# Source document start

Elise was new in the seventh grade. She was beyond nerdy. She wore little wire-framed glasses and braided barrettes (so elementary school). She favored white turtlenecks dotted with tiny strawberries; she always got straight A’s.
I used to get straight A’s. In elementary school, good grades were effortless, but in junior high, my A’s turned into B’s, then C’s, especially in math. I only did well in Composition, where we wrote stories and poems. My mother took away my radio and Olivia Newton-John tapes till my report card improved.
When you got straight A’s, you got a certificate that said Outstanding Achievement, signed by the principal. I had yet to get one, but Elise got one every time.
“That’s disgusting,” I said to her once, spotting the certificate on her desk.
She scrunched up her librarian face. “What?” she said.
I had been trying to make a joke. “Getting all A’s. It’s really disgusting you know.”
I sighed. “Forget it.” What a nerd.
Since the first grade I had been friends with Susan, who wasn’t a nerd but was very smart. My father said she’d probably be a lawyer. Since the fifth grade, I had known Marie and Lauren. Marie had long curling brown hair and huge eyes; Lauren was blond, tall, and rather chubby. She played Dorothy in our fourth grade production of The Wizard of Oz. People still talked about how well she sang “Over the Rainbow.”
It was Lauren who made friends with Elise first. I don’t even know how. Lauren was always making friends with new, seemingly quiet girls, and bringing them over to our group, like stray kittens. Aside from Elise, she had also brought over Marie V. (now the original Marie would forever be known as Marie R.), darkly beautiful, and Andi, who at 5’10” would later become a model.
By eighth grade, Elise had changed completely. She wore contacts now and had cut her hair into a cute bob. She had gotten ridden of the turtlenecks and upgraded her wardrobe to 1985. Big shirts, long sweaters, and oversized pearls. Gone was the mousy grind who didn’t get my sarcastic humor. In her place was a tall and willowy ballet dancer, a navy brat who had lived in Italy and Hong Kong, a wannabe writer like me.

# Source document end
# Material supplied start

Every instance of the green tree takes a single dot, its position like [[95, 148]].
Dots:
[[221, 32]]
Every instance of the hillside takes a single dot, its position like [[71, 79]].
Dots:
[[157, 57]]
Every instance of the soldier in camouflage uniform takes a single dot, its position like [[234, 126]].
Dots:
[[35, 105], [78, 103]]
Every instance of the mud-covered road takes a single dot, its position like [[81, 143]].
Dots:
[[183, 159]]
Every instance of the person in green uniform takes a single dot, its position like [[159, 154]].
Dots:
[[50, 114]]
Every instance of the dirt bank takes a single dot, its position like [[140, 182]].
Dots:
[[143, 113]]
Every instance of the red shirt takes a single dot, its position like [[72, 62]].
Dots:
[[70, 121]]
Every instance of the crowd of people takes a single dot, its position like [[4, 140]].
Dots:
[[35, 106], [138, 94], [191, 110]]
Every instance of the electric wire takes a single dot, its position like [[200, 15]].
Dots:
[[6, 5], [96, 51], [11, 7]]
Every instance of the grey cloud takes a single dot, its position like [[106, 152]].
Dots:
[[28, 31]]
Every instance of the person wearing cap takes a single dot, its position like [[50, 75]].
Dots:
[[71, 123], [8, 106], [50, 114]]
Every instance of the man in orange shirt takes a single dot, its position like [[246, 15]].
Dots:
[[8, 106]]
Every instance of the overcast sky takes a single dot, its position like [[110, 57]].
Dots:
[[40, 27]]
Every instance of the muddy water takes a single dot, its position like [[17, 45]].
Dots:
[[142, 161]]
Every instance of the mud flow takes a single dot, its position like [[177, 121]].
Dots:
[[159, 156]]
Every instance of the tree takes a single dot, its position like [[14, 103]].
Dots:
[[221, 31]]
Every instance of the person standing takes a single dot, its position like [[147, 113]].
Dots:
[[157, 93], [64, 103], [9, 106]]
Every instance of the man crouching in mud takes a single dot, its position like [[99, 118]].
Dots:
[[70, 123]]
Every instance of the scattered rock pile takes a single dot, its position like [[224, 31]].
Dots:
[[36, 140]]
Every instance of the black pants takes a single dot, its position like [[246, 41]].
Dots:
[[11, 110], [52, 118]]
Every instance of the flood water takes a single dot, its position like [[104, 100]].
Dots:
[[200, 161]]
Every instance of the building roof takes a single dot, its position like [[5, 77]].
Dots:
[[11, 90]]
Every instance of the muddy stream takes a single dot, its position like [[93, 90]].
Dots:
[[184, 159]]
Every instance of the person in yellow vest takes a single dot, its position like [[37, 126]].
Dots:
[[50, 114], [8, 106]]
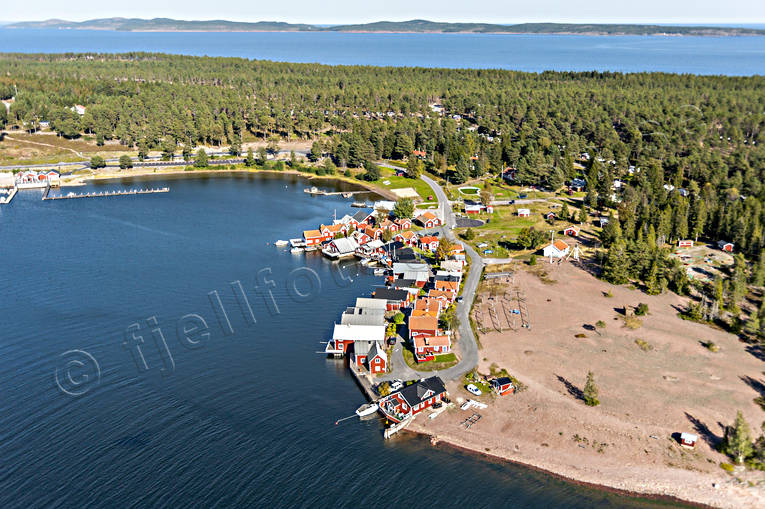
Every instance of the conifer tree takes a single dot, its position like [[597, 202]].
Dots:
[[590, 391]]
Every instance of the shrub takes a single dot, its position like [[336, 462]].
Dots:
[[711, 346], [590, 391], [644, 345], [632, 322]]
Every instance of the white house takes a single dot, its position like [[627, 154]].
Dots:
[[557, 249]]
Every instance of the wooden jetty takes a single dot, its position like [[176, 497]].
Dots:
[[315, 191], [6, 198], [106, 194]]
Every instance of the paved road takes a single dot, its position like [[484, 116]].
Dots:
[[150, 161], [467, 342]]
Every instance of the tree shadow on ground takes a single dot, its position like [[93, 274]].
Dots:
[[755, 384], [572, 389], [703, 430]]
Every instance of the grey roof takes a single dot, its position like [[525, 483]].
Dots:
[[370, 303], [391, 294], [415, 394], [345, 245], [376, 350], [363, 316], [420, 275], [361, 215], [401, 267], [363, 347]]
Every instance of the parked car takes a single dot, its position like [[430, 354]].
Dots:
[[473, 389]]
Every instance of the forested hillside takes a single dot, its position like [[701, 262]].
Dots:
[[702, 134]]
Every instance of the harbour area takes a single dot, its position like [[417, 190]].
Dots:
[[105, 194]]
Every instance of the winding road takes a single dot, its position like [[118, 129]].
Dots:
[[468, 346]]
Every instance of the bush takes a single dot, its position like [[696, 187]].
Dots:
[[644, 345], [711, 346]]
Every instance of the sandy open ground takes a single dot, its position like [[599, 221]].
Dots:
[[646, 395]]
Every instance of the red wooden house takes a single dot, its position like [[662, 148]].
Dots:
[[374, 233], [429, 243], [571, 231], [428, 220], [447, 297], [502, 386], [406, 237], [388, 225], [423, 326], [330, 231], [427, 347], [725, 246], [403, 223], [313, 237], [413, 399]]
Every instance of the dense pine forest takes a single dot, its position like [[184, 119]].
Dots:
[[689, 148]]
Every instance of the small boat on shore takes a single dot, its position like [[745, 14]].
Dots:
[[367, 409]]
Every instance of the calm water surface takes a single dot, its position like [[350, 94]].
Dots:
[[698, 55], [243, 419]]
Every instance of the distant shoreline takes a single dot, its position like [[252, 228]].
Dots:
[[385, 32], [414, 26]]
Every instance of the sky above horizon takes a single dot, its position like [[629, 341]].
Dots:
[[353, 11]]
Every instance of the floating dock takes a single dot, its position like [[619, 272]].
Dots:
[[315, 191], [6, 198], [106, 194]]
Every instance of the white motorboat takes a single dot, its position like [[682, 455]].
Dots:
[[367, 409]]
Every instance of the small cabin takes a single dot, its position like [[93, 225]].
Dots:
[[571, 231], [725, 246], [502, 386], [688, 440]]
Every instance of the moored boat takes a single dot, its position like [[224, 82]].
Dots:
[[367, 409]]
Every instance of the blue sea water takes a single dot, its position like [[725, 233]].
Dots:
[[741, 56], [105, 402]]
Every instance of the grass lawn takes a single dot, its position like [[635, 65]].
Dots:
[[440, 362], [423, 189]]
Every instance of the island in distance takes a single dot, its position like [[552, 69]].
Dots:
[[411, 26]]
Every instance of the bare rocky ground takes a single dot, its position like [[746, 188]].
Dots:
[[672, 384]]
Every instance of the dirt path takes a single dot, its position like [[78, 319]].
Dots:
[[9, 137], [648, 393]]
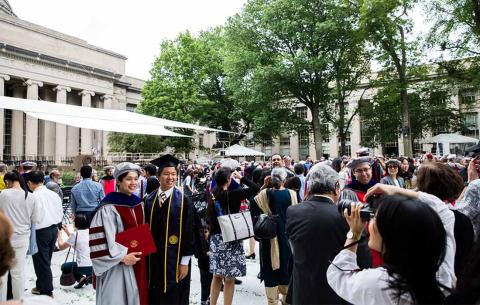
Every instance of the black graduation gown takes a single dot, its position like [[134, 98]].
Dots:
[[176, 293]]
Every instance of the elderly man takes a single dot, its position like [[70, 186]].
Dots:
[[46, 232], [362, 172], [317, 232], [86, 195]]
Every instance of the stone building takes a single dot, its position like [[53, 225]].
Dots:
[[40, 63]]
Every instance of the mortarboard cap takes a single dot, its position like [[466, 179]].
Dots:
[[165, 161]]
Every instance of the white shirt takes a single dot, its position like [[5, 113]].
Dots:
[[82, 248], [22, 212], [51, 204], [370, 286], [185, 259]]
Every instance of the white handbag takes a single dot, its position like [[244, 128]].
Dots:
[[236, 226]]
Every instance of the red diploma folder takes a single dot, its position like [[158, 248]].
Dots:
[[138, 239]]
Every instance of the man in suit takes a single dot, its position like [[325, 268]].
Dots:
[[316, 232]]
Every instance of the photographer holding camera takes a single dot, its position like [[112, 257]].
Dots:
[[413, 231], [316, 232]]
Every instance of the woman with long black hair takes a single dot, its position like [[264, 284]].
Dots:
[[21, 209], [227, 259], [413, 231]]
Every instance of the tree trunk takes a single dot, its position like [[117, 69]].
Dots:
[[317, 132], [406, 130]]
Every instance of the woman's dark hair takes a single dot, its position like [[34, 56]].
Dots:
[[440, 180], [293, 183], [81, 222], [257, 176], [411, 259], [222, 176], [337, 164], [7, 254], [467, 290], [15, 176]]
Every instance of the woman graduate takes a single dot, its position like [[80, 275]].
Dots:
[[171, 218], [120, 277]]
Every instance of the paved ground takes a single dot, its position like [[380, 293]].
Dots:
[[250, 292]]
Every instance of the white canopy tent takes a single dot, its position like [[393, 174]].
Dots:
[[97, 118], [444, 141], [242, 151]]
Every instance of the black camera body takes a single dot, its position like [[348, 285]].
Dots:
[[366, 213]]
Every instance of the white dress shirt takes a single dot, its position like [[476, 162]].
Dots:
[[185, 259], [370, 286], [51, 204]]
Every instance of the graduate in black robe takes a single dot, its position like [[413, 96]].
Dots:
[[170, 215]]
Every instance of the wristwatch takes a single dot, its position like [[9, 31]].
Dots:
[[352, 235]]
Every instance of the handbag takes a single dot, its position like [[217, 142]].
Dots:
[[32, 245], [68, 277], [236, 226], [266, 226]]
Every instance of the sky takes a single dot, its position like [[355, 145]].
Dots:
[[131, 28]]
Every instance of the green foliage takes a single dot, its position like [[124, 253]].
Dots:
[[292, 51]]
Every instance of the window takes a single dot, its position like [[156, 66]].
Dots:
[[302, 112], [131, 107], [471, 124], [467, 97], [7, 134]]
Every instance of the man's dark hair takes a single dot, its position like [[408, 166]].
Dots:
[[299, 169], [150, 169], [86, 172], [36, 177]]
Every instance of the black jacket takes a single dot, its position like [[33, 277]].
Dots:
[[317, 232]]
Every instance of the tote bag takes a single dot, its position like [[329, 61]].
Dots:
[[237, 226]]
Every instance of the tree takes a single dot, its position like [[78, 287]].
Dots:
[[388, 27], [294, 52], [431, 112], [456, 33]]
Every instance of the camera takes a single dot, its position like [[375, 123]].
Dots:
[[366, 213]]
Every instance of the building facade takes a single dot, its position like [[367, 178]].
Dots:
[[42, 64]]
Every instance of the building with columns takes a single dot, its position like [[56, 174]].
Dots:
[[42, 64]]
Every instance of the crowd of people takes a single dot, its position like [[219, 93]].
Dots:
[[360, 230]]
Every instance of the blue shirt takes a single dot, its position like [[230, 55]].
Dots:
[[86, 196]]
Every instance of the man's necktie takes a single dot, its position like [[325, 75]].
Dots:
[[163, 197]]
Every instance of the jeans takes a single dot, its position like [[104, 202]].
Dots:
[[78, 272], [17, 272], [42, 260]]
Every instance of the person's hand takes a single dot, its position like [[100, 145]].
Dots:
[[381, 189], [131, 258], [472, 170], [182, 272], [237, 175], [354, 221]]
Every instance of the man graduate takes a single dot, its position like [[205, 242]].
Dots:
[[171, 218]]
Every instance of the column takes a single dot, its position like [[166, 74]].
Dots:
[[61, 129], [3, 78], [108, 103], [31, 124], [86, 134], [17, 124]]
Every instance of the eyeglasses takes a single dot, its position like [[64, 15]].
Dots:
[[362, 170]]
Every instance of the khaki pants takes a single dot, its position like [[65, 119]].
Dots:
[[272, 294]]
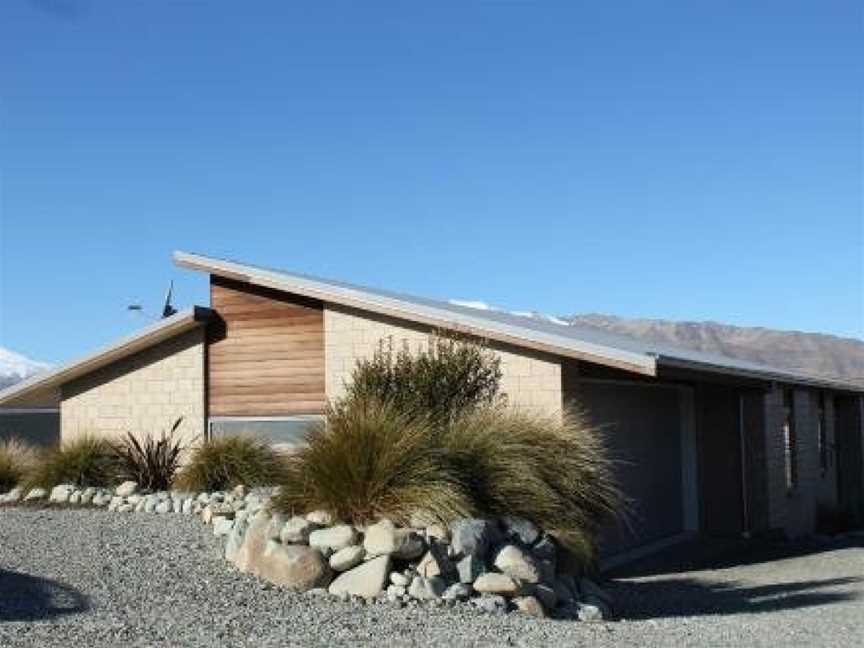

# Material supplied end

Set exercise
Resume the junior high story about Elise, picking up right after its final sentence.

Output for this task
I turned fourteen that April. For my birthday, we went swimming at the Y, then to my house, where we gorged ourselves on cake and my mother’s fried noodles, egg rolls, and wontons. After my parents left for an all-night mah-jongg party, we went wild – dancing, screaming for no reason, doing obnoxious imitations of our teachers and classmates.
Elise had come straight from ballet, and still had on her leotard and tights under her clothes. Overheated, she stripped off her jeans and ran pantless through the house. (Why she didn’t just take off her tights, I don’t know.) I have a photo of her in mid-run, giant sweater half-off one shoulder, a goofy smile on her face.
That was the last time I was happy. While my friends blossomed, I stayed the same. One minute Laura was in sweatshirts and jeans, her dark blond hair limp against her head, the next she was in tight sweaters and skirts, a chic short cut freeing her face. She wasn’t chubby anymore but voluptuous. Random guys stopped her in hallway. “Your legs go on for miles!” one said. “You’re so cute!” another remarked, pinching her cheek.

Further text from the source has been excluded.